* Aim
Copy the lines of material from the line with "Point out the sky in this photo." through the end, swapping "alloy wheel" for "steel wheel" and changing nothing else.

»»

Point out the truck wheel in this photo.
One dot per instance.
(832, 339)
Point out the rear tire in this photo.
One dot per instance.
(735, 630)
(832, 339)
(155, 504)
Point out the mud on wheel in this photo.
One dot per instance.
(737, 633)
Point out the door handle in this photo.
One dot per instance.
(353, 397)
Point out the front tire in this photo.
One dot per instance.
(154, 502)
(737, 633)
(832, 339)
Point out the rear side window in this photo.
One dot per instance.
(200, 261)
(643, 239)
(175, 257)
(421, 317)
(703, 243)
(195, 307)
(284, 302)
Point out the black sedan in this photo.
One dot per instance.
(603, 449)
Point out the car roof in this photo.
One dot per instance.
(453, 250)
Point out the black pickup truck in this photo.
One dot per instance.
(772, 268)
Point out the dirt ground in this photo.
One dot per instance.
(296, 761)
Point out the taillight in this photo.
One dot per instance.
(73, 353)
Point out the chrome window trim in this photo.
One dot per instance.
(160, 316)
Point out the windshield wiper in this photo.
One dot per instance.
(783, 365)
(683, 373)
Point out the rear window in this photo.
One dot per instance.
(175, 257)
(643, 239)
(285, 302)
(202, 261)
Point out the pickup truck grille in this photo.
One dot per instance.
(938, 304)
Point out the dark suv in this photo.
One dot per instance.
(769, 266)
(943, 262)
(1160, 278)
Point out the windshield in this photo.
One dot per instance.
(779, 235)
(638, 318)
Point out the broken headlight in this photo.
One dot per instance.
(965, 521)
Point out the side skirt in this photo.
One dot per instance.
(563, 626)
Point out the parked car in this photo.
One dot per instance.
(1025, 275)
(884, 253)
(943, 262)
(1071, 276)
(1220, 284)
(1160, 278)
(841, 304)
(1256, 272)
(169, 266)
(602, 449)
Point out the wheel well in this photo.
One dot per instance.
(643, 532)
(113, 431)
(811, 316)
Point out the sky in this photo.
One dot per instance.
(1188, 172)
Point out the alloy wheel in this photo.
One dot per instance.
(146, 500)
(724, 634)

««

* Result for this task
Point out the sky in this photo.
One dot per instance.
(1188, 172)
Point out the steel wheel in this photo.
One dot per instance.
(146, 500)
(724, 634)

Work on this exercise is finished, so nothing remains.